Print all the data, keeping every line exactly as it is.
START Source data
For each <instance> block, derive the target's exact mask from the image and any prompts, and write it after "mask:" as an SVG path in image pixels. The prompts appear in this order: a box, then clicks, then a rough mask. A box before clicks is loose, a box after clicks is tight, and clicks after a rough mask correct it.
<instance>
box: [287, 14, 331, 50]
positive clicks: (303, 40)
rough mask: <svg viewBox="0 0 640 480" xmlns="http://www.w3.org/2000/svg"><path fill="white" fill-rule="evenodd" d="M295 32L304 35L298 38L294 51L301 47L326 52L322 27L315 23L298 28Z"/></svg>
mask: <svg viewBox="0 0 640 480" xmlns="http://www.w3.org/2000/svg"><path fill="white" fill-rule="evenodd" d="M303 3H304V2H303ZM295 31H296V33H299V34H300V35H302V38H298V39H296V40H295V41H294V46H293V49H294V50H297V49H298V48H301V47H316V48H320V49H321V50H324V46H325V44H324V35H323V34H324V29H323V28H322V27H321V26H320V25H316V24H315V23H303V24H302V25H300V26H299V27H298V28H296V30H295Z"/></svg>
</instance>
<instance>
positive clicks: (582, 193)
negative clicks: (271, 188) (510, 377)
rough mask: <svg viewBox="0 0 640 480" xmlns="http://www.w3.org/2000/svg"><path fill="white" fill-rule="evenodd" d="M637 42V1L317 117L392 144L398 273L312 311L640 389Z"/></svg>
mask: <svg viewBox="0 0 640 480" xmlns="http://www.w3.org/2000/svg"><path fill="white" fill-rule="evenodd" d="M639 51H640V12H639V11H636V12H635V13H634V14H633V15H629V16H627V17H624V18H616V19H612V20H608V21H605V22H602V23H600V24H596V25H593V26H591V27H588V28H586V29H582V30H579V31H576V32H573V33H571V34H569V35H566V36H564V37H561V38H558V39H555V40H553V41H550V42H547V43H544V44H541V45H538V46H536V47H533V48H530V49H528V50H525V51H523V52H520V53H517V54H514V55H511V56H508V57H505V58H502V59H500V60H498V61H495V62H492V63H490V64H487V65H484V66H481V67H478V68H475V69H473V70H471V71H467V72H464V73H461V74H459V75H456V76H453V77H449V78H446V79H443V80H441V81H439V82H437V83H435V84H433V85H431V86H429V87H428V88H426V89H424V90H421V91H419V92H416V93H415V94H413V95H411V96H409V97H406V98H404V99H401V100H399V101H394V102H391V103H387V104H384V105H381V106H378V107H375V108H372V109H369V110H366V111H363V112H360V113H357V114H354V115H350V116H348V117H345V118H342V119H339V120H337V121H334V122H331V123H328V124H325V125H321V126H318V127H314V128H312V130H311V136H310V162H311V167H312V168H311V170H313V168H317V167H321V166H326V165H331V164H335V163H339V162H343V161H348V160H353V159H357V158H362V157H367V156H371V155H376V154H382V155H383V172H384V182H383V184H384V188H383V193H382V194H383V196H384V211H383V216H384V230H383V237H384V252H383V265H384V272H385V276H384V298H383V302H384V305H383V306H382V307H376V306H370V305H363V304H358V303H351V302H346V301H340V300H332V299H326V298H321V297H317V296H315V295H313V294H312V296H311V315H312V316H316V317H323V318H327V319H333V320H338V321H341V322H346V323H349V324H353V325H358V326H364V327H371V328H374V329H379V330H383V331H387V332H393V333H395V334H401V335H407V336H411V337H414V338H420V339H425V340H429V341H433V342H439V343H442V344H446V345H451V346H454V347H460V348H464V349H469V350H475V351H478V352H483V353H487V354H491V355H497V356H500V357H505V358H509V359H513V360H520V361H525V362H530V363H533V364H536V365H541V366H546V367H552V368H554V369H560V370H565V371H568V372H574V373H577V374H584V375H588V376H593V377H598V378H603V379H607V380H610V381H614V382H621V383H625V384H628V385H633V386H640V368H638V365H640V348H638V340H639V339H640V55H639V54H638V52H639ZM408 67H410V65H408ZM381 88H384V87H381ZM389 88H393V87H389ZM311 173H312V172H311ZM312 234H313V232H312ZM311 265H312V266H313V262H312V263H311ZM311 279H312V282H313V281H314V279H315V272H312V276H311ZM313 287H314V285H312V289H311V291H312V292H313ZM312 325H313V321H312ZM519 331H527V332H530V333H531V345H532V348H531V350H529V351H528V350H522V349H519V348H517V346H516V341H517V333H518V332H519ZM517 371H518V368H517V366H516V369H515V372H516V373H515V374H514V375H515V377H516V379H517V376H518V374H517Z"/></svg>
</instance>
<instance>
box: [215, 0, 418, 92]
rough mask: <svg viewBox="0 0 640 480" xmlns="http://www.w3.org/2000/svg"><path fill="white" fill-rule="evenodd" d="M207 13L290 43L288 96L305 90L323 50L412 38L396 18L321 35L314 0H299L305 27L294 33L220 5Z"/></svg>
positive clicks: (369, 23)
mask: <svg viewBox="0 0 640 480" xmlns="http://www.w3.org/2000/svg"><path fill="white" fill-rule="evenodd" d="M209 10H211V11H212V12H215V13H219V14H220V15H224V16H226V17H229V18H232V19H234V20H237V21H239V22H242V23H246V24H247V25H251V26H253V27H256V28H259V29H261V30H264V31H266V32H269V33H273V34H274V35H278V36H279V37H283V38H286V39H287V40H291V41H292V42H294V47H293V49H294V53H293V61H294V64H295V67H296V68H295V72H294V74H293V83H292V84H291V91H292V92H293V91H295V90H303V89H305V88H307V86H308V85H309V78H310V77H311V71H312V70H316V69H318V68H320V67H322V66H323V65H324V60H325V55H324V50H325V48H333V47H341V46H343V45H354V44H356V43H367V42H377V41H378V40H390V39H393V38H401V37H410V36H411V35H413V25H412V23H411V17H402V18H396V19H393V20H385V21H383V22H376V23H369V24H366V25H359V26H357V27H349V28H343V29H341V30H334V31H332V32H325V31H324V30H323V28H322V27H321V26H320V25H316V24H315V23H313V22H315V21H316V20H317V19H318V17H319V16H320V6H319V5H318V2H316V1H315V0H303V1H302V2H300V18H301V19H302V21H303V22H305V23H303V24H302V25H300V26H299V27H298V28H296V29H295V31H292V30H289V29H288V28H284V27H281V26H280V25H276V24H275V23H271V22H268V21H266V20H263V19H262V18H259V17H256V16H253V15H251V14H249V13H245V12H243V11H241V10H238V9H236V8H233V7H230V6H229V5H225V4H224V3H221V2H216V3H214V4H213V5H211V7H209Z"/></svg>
END Source data
_Result of this exercise_.
For each <instance> block, derive the target's exact mask from the image and any prompts, and write it after "mask:" as an SVG path in image pixels. The prompts appear in this order: a box, then clicks, then a rough mask. A box before clicks is loose, a box after clicks is tight, and clicks after a rough mask correct it.
<instance>
box: [287, 14, 331, 50]
positive clicks: (303, 40)
rough mask: <svg viewBox="0 0 640 480" xmlns="http://www.w3.org/2000/svg"><path fill="white" fill-rule="evenodd" d="M295 32L304 35L298 38L294 51L301 47L326 52L322 27L315 23L298 28Z"/></svg>
mask: <svg viewBox="0 0 640 480" xmlns="http://www.w3.org/2000/svg"><path fill="white" fill-rule="evenodd" d="M303 3H304V2H303ZM295 31H296V33H299V34H300V35H302V38H298V39H296V40H295V41H294V46H293V49H294V50H297V49H298V48H301V47H316V48H320V49H321V50H324V46H325V44H324V35H323V34H324V29H323V28H322V27H321V26H320V25H316V24H315V23H303V24H302V25H300V26H299V27H298V28H296V30H295Z"/></svg>
</instance>
<instance>
positive clicks: (582, 193)
negative clicks: (271, 188) (510, 377)
rough mask: <svg viewBox="0 0 640 480" xmlns="http://www.w3.org/2000/svg"><path fill="white" fill-rule="evenodd" d="M637 42V1L317 117L392 144L398 273L312 311L640 389Z"/></svg>
mask: <svg viewBox="0 0 640 480" xmlns="http://www.w3.org/2000/svg"><path fill="white" fill-rule="evenodd" d="M639 51H640V12H639V11H636V12H635V13H634V14H633V15H629V16H627V17H624V18H616V19H612V20H608V21H605V22H602V23H600V24H596V25H593V26H591V27H588V28H586V29H582V30H579V31H576V32H573V33H571V34H569V35H566V36H564V37H561V38H558V39H555V40H553V41H550V42H547V43H544V44H541V45H538V46H536V47H533V48H530V49H528V50H525V51H523V52H520V53H517V54H514V55H511V56H508V57H505V58H502V59H500V60H498V61H495V62H492V63H490V64H487V65H484V66H481V67H478V68H475V69H473V70H471V71H467V72H464V73H461V74H459V75H456V76H453V77H449V78H446V79H443V80H441V81H439V82H437V83H435V84H433V85H431V86H429V87H428V88H426V89H424V90H421V91H419V92H416V93H415V94H413V95H411V96H409V97H406V98H404V99H401V100H399V101H394V102H391V103H387V104H384V105H381V106H378V107H375V108H372V109H369V110H366V111H363V112H360V113H357V114H354V115H350V116H348V117H345V118H342V119H339V120H337V121H334V122H331V123H328V124H325V125H321V126H318V127H314V128H312V130H311V136H310V162H311V167H312V168H311V170H313V168H317V167H321V166H326V165H331V164H335V163H339V162H343V161H348V160H353V159H357V158H362V157H367V156H371V155H376V154H382V155H383V172H384V182H383V184H384V188H383V193H382V194H383V196H384V211H383V216H384V230H383V237H384V252H383V265H384V272H385V276H384V298H383V302H384V305H383V306H382V307H376V306H370V305H363V304H358V303H351V302H346V301H340V300H332V299H326V298H321V297H317V296H315V295H313V294H312V296H311V315H312V316H316V317H323V318H327V319H333V320H338V321H341V322H346V323H349V324H353V325H358V326H364V327H371V328H374V329H379V330H383V331H387V332H393V333H395V334H401V335H407V336H411V337H414V338H420V339H425V340H429V341H433V342H439V343H442V344H446V345H451V346H454V347H460V348H464V349H469V350H475V351H478V352H483V353H487V354H491V355H497V356H500V357H505V358H509V359H513V360H520V361H525V362H530V363H533V364H536V365H541V366H546V367H552V368H554V369H560V370H565V371H568V372H574V373H577V374H584V375H588V376H593V377H598V378H603V379H607V380H610V381H614V382H621V383H625V384H628V385H633V386H640V368H638V365H640V348H638V340H639V339H640V55H639V54H638V52H639ZM408 67H410V65H408ZM381 88H384V87H381ZM389 88H393V87H389ZM311 173H312V172H311ZM312 234H313V232H312ZM311 265H312V266H313V262H312V263H311ZM311 279H312V282H313V281H314V279H315V272H312V276H311ZM313 287H314V285H312V289H311V291H312V292H313ZM312 325H313V321H312ZM519 331H527V332H530V333H531V345H532V348H531V350H529V351H528V350H522V349H519V348H517V346H516V341H517V333H518V332H519ZM517 371H518V368H517V366H516V369H515V372H516V373H515V374H514V375H515V377H516V379H517V376H518V374H517Z"/></svg>
</instance>
<instance>
box: [215, 0, 418, 92]
rough mask: <svg viewBox="0 0 640 480" xmlns="http://www.w3.org/2000/svg"><path fill="white" fill-rule="evenodd" d="M207 13L290 43L288 96L305 90L323 50L412 38L396 18L321 35L314 0H299L305 27L294 33L220 5Z"/></svg>
positive clicks: (369, 23)
mask: <svg viewBox="0 0 640 480" xmlns="http://www.w3.org/2000/svg"><path fill="white" fill-rule="evenodd" d="M209 10H211V11H212V12H215V13H219V14H220V15H224V16H226V17H229V18H232V19H234V20H237V21H239V22H242V23H246V24H247V25H251V26H253V27H256V28H259V29H261V30H264V31H266V32H269V33H273V34H274V35H278V36H279V37H283V38H286V39H287V40H291V41H292V42H294V47H293V49H294V53H293V61H294V64H295V67H296V68H295V72H294V74H293V83H292V84H291V91H292V92H293V91H295V90H303V89H305V88H307V86H308V85H309V78H310V77H311V71H312V70H316V69H318V68H320V67H322V66H323V65H324V60H325V55H324V50H325V48H333V47H341V46H343V45H354V44H356V43H367V42H377V41H378V40H390V39H393V38H401V37H410V36H411V35H413V25H412V23H411V17H402V18H396V19H393V20H385V21H383V22H376V23H369V24H366V25H359V26H357V27H349V28H343V29H341V30H334V31H332V32H325V31H324V30H323V28H322V27H321V26H320V25H316V24H315V23H313V22H315V21H316V20H317V19H318V17H319V16H320V6H319V5H318V2H316V1H315V0H303V1H302V2H300V18H301V19H302V21H303V22H305V23H303V24H302V25H300V26H299V27H298V28H296V29H295V31H292V30H289V29H288V28H284V27H281V26H280V25H276V24H275V23H271V22H268V21H266V20H263V19H262V18H259V17H256V16H253V15H251V14H249V13H245V12H243V11H241V10H238V9H236V8H233V7H230V6H229V5H225V4H224V3H221V2H216V3H214V4H213V5H211V7H209Z"/></svg>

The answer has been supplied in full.